### [What is being asked]
Copy every item below word for word, and leave the pictures out of your copy.

## START Material for this exercise

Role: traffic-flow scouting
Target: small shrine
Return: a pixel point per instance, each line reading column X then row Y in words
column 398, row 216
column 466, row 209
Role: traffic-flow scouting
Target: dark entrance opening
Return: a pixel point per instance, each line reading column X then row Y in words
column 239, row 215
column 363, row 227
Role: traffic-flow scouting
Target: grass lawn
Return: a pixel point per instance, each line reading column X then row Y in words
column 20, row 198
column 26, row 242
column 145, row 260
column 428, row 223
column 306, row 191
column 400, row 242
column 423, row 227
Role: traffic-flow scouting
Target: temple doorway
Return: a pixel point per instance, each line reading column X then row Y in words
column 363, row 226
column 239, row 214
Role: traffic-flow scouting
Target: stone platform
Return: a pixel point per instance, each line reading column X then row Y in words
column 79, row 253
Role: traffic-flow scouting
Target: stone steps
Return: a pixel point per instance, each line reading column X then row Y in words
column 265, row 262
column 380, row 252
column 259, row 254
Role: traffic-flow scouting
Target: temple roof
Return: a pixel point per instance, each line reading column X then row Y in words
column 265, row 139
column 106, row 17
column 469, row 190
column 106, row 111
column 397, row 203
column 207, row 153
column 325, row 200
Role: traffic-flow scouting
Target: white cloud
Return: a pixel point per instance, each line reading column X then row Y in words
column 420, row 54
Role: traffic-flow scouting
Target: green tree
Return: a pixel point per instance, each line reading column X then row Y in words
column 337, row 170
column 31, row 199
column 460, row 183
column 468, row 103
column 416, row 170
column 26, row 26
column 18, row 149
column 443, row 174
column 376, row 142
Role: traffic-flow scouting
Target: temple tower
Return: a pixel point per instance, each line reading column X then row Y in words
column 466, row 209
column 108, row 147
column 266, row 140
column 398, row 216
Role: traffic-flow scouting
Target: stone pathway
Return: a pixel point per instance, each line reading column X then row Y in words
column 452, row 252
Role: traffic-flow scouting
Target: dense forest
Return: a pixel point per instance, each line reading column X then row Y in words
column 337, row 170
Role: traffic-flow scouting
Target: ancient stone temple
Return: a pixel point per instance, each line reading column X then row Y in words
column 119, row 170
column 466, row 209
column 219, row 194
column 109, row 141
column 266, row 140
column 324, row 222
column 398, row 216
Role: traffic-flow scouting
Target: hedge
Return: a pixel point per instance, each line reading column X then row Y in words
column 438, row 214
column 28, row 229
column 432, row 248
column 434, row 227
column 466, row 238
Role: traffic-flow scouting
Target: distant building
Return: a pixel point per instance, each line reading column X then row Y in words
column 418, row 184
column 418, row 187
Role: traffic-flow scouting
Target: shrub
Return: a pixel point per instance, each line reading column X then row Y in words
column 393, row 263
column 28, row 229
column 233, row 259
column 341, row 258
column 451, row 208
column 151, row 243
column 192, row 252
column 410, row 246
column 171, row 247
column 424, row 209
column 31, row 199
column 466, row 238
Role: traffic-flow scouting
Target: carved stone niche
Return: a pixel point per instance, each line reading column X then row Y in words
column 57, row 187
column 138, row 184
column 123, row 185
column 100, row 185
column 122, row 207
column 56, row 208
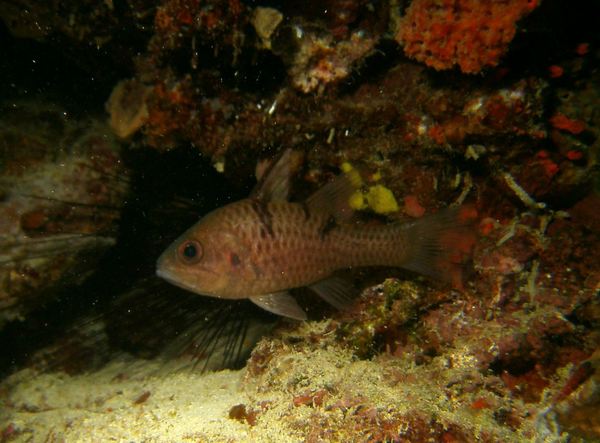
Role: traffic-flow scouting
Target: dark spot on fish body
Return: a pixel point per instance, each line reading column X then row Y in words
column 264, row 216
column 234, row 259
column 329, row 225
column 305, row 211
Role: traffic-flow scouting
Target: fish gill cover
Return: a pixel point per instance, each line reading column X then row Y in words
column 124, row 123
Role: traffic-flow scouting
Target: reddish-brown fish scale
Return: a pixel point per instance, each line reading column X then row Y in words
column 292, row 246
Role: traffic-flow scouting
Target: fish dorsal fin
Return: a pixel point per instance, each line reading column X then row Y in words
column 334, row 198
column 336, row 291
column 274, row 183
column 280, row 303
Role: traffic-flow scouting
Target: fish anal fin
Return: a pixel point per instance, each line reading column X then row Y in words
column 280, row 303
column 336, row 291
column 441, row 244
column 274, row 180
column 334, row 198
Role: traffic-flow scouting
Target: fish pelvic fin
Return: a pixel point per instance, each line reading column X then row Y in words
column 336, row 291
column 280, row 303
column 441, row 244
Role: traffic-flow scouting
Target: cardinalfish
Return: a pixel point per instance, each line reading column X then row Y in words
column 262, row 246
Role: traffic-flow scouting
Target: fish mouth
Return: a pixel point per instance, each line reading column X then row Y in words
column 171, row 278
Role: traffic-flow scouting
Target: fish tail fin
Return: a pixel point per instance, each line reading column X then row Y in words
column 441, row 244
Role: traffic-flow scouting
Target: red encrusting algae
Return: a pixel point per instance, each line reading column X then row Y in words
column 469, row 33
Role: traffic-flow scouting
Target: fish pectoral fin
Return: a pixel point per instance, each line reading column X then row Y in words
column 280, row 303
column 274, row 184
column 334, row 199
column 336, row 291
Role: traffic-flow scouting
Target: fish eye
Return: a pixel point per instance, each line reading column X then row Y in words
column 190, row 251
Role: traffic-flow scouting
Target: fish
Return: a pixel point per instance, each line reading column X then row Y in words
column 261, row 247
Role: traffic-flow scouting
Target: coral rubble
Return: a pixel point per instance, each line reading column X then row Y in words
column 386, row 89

## END Material for this exercise

### [Written solution]
Role: traffic-flow scouting
Target: small shrine
Return: a pixel point per instance, each line reading column X then row Y in words
column 398, row 216
column 466, row 209
Role: traffic-flow scouting
Target: dark entrance opening
Return: a pixel point per instance, each line reading column X then row Y in words
column 239, row 215
column 363, row 227
Role: traffic-flow scouting
Target: grass lawn
Return: a pixel point per instance, each line reading column X then row Y in words
column 20, row 198
column 26, row 242
column 145, row 260
column 428, row 223
column 306, row 191
column 400, row 242
column 423, row 227
Role: traffic-flow scouting
Target: temple doorway
Return: a pixel point per instance, each line reading column X then row Y in words
column 363, row 226
column 239, row 214
Role: traffic-flow scouting
Target: stone platform
Return: a pixel point per instance, each line reading column X then row Y in words
column 79, row 253
Role: traffic-flow scouting
Target: stone steps
Return: a pixel point per instance, each line reading column X then row Y in words
column 265, row 262
column 380, row 252
column 259, row 254
Role: traffic-flow scouting
Target: temple roof
Return: a pixel point per instance, each line reading column X then row Y in words
column 265, row 139
column 106, row 17
column 469, row 190
column 106, row 111
column 397, row 203
column 207, row 153
column 325, row 200
Role: traffic-flow scouting
Target: white cloud
Return: a pixel point per instance, each line reading column X then row Y in words
column 420, row 54
Role: traffic-flow scouting
Target: green tree
Return: a pixel point per instance, each line reading column X then row Y in words
column 337, row 170
column 31, row 199
column 460, row 183
column 468, row 103
column 416, row 170
column 26, row 26
column 18, row 149
column 443, row 174
column 376, row 142
Role: traffic-flow scouting
Target: temple tower
Return: a pixel point per instance, each line reading column X then row Y in words
column 466, row 209
column 108, row 147
column 266, row 140
column 398, row 216
Role: traffic-flow scouting
Target: stone pathway
Return: a pixel point per instance, each line reading column X then row Y in words
column 452, row 252
Role: traffic-flow scouting
Target: dense forest
Return: a pixel point per instance, each line reading column X then row Y in words
column 337, row 170
Role: traffic-flow scouting
Target: ancient stone temple
Return: a pixel point per instance, each line reading column X then row Y in words
column 119, row 170
column 466, row 209
column 219, row 194
column 109, row 141
column 266, row 140
column 324, row 222
column 398, row 216
Role: traffic-flow scouting
Target: hedge
Return: a pixel point per instance, each line reading column X then row Y in words
column 438, row 214
column 28, row 229
column 432, row 248
column 434, row 227
column 466, row 238
Role: traffic-flow scouting
Target: distant building
Return: a pixel point per instance, each line reading column X then row Y in words
column 418, row 184
column 418, row 187
Role: traffic-flow scouting
Target: shrub
Return: a pixel point per instance, each line reading column X then row Y in words
column 393, row 263
column 28, row 229
column 233, row 259
column 341, row 258
column 451, row 208
column 151, row 243
column 192, row 252
column 410, row 246
column 171, row 247
column 424, row 209
column 31, row 199
column 466, row 238
Role: traffic-flow scouting
Target: carved stone niche
Return: a pixel point per instance, each line reading column X then row Y in words
column 57, row 187
column 138, row 184
column 123, row 185
column 100, row 185
column 122, row 207
column 56, row 208
Role: traffic-flow scouting
Target: dark spot on fish body
Return: a pixel point per instance, each line reading column X then row Y in words
column 264, row 216
column 234, row 259
column 329, row 225
column 305, row 211
Role: traffic-flow scouting
Target: fish gill cover
Return: a pixel point per instance, each line reading column X then row Y in words
column 124, row 123
Role: traffic-flow scouting
Target: reddish-brown fish scale
Return: a pixel point per instance, each line reading column X then row Y in words
column 292, row 246
Role: traffic-flow scouting
Target: fish dorsal fin
Return: a pixel point per instance, each line reading column X then row Y in words
column 334, row 198
column 336, row 291
column 274, row 183
column 280, row 303
Role: traffic-flow scouting
Target: fish anal fin
Return: a pixel point per instance, each line reading column X then row Y in words
column 280, row 303
column 336, row 291
column 441, row 244
column 274, row 180
column 334, row 198
Role: traffic-flow scouting
Target: fish pelvic fin
Return: a pixel point per instance, each line reading column X then row Y in words
column 336, row 291
column 280, row 303
column 441, row 244
Role: traffic-flow scouting
Target: cardinalfish
Return: a pixel point per instance, each line reading column X then row Y in words
column 262, row 246
Role: traffic-flow scouting
Target: fish mouth
Return: a pixel point per instance, each line reading column X then row Y in words
column 171, row 278
Role: traffic-flow scouting
Target: fish tail fin
Return: a pixel point per instance, each line reading column X then row Y in words
column 441, row 244
Role: traffic-flow scouting
Target: red encrusting algae
Return: a pixel point per instance, each line reading column X then row Y in words
column 469, row 33
Role: traffic-flow scouting
Target: fish pectoral fin
Return: a pixel point per instance, each line reading column X then row Y in words
column 280, row 303
column 274, row 184
column 334, row 199
column 336, row 291
Role: traffic-flow scouting
Target: fish eye
Return: a pixel point per instance, each line reading column X then row Y in words
column 190, row 251
Role: traffic-flow scouting
Target: fish
Return: a pixel point per instance, each line reading column X then row Y in words
column 261, row 247
Role: traffic-flow scouting
Target: coral rubble
Return: a pixel point per instance, each line reading column X then row Y in words
column 386, row 89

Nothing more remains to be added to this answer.